Selected text.
* * * * * * * * *
I just appreciate all the words.

Anna:

Yeah. Yeah. And I'm so glad you brought that up. That is actually a question I had for you that I forgot to hit, which was just your own personal experience with that. What was challenging and what helped you to be able to have that balance? Yeah. Or if you didn't, you know what,

Adam:

yeah, we, what

Kent:

did you learn? We did not on our first feature feature film. So if you feel like there was no balance whatsoever, that is okay.

Adam:

yeah, no, we, we were actually able to strike a really good balance. I think a lot of that comes back to pre-production mm-hmm and just all of the work that we had done in pre-production, So Kyle, he's our director. he is the family man of the group. so fortunately for him, we actually filmed, outside of his small town, his hometown. so his wife and kids were able to come with him. and so he was able to go home every night, to his wife and kids. my wife, Danielle, she is in the film industry as well. so she understands, you know, the challenge. Of this, and this life, it was a lot of, you know, late night Skype calls and everything. more her just listening to me breathe, cuz I was exhausted from the day and wasn't up to having a conversation but because of all the pre-production we had done, we were able to stay under like 12 hour days. and there was one day I remember. I think we had only been on set for about seven and a half hours. And I went to the director, I went to Kyle and I'm like, dude, there's nothing else we can film. And like, we are done in this location. We would have to do a company move. We don't have permission to go film at the other location yet. So I don't know what you want to do, but we were only, sitting at the seven and a half hour mark. What do you wanna do? And he piddled around for a little bit, got some other shots and everything, some coverage. and then we wrapped, and it it's possible. It is possible. We were only filming, for four weeks. we were only doing six day weeks. we had a day off every single week. the crew loved it. a lot of our crew, you know, were used to working. Other larger productions where they have to go seven days, you know, for three months straight. so they didn't quite know what to do with themselves when we got to our first day a break and they're like, what do you mean? We, we actually like, get a break. We don't have to do anything today. we're like, yeah, go have fun. Do whatever you want. So they did.

That's

Anna:

awesome. Yeah. I love that. I feel like in any other industry or most other industries, if you're like just six days a week under 12 hours, that's

Adam:

huge. They'd be what everyone, like, who am I? Like, how much who do I need to Sue? Like, you know?

Kent:

Yeah. Anyway. Yeah. Well, yeah, well, Adam, thanks again so much. We are out of time, but we just really appreciate the time that you've put into this, that you've given us for this episode and all the knowledge that you've shared, and it's been really enjoyable. So best of luck with a place called home, we hope to have you and, and maybe Kyle back on the show. Yeah. Yeah. come, come release date so,

Adam:

well, we will keep you guys posted. Awesome. All right, look forward to that. Thank you. Thanks. You're welcome. Thank you guys. Have a good night.
* * * * * * * * *
Input data.
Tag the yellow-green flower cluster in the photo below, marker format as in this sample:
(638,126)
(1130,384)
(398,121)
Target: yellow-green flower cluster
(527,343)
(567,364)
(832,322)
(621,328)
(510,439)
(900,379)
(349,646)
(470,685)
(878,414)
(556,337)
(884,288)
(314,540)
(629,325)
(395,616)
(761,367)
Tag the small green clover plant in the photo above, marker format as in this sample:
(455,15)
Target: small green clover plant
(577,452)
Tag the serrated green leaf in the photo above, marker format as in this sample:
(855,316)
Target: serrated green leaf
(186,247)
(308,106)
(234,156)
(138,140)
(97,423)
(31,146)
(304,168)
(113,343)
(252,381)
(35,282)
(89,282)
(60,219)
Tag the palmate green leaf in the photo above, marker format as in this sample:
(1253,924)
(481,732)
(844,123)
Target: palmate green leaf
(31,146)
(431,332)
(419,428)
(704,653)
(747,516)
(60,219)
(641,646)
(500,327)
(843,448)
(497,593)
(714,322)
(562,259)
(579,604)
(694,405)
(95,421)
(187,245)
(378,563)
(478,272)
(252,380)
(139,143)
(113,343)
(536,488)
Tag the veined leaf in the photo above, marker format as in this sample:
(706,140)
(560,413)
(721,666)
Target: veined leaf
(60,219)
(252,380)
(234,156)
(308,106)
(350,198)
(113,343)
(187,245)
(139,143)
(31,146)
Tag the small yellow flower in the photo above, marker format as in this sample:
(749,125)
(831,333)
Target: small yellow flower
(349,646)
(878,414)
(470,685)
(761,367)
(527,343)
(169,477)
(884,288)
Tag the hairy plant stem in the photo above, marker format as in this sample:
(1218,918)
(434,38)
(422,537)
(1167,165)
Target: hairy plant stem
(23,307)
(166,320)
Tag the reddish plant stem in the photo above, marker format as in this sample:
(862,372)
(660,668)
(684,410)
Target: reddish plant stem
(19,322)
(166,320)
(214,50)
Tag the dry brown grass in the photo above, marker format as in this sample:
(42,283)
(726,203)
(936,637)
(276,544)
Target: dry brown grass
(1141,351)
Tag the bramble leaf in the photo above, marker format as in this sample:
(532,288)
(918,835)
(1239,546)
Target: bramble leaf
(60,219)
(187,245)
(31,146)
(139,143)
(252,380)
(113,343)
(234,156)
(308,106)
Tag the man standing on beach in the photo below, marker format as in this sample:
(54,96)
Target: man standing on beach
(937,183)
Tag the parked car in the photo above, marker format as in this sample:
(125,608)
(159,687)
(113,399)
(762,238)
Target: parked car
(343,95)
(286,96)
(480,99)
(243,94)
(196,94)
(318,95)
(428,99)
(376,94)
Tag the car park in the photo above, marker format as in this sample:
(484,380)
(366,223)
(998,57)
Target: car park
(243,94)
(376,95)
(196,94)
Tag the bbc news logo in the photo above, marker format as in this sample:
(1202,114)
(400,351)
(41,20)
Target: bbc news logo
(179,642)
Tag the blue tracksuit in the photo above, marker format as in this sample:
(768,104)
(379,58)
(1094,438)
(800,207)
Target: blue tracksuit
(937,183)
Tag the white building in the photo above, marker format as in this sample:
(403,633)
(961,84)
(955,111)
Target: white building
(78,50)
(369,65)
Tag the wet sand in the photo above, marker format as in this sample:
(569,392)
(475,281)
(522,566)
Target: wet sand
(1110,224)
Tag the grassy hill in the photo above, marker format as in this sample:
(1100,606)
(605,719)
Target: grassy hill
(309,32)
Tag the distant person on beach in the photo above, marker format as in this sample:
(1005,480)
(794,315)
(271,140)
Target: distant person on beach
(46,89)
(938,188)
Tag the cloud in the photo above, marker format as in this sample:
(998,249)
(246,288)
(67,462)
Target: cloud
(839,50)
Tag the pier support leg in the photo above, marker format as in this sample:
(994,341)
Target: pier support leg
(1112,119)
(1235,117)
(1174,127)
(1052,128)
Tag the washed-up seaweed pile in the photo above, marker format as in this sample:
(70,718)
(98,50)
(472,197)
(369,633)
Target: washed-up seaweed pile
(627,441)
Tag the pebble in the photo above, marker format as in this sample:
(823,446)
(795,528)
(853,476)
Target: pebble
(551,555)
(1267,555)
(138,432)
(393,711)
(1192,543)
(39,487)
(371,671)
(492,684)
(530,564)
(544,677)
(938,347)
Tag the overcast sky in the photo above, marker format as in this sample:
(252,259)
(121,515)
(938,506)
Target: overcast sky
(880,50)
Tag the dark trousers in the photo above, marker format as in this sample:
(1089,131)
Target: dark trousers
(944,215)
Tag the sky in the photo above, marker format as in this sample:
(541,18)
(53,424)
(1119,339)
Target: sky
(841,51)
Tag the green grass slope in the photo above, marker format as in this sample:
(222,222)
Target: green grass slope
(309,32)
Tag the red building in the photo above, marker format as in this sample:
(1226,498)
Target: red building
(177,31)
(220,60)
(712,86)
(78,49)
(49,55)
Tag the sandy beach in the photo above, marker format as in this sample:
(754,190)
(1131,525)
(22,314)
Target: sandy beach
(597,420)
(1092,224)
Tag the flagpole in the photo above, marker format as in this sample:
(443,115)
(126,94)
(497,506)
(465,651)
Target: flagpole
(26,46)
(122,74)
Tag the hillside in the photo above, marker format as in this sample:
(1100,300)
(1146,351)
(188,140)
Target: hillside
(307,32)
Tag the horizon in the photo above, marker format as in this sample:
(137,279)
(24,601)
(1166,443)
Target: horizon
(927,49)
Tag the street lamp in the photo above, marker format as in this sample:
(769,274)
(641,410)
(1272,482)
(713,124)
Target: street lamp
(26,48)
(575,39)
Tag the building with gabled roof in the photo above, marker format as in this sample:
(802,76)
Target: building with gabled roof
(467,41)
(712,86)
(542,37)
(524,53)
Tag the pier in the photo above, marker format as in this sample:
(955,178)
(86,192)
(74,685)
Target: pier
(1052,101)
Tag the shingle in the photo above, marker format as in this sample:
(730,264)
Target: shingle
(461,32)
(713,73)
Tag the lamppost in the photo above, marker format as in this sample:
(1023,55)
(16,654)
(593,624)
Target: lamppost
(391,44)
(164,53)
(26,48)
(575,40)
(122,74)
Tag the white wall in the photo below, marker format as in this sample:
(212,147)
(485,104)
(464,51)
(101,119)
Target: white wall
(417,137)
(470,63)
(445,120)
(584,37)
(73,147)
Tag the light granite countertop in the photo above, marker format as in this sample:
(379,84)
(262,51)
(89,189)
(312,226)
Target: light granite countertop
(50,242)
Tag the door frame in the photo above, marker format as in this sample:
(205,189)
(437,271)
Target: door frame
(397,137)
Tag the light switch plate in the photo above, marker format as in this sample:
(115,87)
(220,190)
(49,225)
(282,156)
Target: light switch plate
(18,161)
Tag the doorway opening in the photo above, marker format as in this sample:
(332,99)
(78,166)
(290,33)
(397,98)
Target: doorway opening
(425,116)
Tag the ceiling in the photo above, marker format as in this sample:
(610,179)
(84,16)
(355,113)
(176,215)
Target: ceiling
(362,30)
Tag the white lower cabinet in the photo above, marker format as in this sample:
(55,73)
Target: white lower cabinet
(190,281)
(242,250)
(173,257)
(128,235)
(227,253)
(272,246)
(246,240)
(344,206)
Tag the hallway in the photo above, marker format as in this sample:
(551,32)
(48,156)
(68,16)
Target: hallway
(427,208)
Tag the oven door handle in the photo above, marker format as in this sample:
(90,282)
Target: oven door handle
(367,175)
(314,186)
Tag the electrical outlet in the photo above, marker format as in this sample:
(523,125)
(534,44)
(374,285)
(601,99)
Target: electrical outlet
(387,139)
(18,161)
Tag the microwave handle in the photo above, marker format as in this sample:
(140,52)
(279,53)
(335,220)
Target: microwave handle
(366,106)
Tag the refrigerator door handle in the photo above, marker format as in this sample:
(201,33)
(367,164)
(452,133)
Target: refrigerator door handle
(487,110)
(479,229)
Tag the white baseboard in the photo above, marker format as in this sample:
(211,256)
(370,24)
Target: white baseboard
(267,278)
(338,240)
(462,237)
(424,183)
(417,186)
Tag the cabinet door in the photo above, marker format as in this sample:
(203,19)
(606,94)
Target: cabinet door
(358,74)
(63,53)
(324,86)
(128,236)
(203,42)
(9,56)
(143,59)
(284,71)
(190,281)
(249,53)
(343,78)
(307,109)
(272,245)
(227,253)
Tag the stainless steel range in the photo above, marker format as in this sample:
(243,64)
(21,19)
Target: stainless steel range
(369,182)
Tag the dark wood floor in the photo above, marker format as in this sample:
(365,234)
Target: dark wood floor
* * * * * * * * *
Questions to answer.
a) Do these statements agree with the transcript? Answer yes or no for each, quoting the words of the transcript that decide it.
(i) The film was shot outside Kyle's hometown, so his wife and kids could come with him.
(ii) The filming lasted six weeks.
(iii) Adam's wife, Danielle, works outside the film industry.
b) Can you reproduce the part of the transcript that opens with the words containing "Yeah. Yeah. And" and closes with "that is okay."?
c) According to the transcript, what let the crew stay under 12-hour days?

Task answers.
a)
(i) Yes: "we actually filmed, outside of his small town, his hometown. so his wife and kids were able to come with him."
(ii) No: "We were only filming, for four weeks."
(iii) No: "my wife, Danielle, she is in the film industry as well."

b)
Yeah. Yeah. And I'm so glad you brought that up. That is actually a question I had for you that I forgot to hit, which was just your own personal experience with that. What was challenging and what helped you to be able to have that balance? Yeah. Or if you didn't, you know what,

Adam:

yeah, we, what

Kent:

did you learn? We did not on our first feature feature film. So if you feel like there was no balance whatsoever, that is okay.

c) All the pre-production work they had done.